# RECORDS SUPPLIED
┌──

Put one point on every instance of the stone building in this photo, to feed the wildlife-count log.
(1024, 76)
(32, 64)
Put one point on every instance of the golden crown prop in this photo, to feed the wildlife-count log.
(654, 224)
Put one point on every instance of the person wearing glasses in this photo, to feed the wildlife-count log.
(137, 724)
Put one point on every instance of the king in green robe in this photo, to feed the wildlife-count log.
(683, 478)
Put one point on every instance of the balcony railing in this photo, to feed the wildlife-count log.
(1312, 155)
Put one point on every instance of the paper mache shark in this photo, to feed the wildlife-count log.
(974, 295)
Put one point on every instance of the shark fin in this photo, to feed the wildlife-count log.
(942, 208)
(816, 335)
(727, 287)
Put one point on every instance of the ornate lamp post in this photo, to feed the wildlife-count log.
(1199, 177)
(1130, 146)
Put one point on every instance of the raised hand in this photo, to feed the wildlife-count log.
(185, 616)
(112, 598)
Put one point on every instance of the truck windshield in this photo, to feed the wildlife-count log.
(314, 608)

└──

Emit verbatim the lines running from the one with "Put one point on every instance of the balcony" through the last line of the data, both endpoints inclusive.

Put one point on every instance of the balcony railing in this photo, to feed the wildlife-count log.
(1312, 155)
Put one point on every instance of the paper mache shark in this photo, to feed the wildlife-count log.
(974, 295)
Put one point on every instance of the shark fin in this photo, to feed the wildlife-count log.
(942, 208)
(816, 335)
(727, 287)
Put one point on every instance of the ornate lamp post in this photo, to feed the wildlife-count log.
(1199, 177)
(1130, 146)
Put one point on every instance of the raised hand in this photo, to feed the wildlife-count log.
(185, 616)
(112, 598)
Put one point on every instance of the truck windshield in this photo, to feed the wildlife-count log.
(314, 608)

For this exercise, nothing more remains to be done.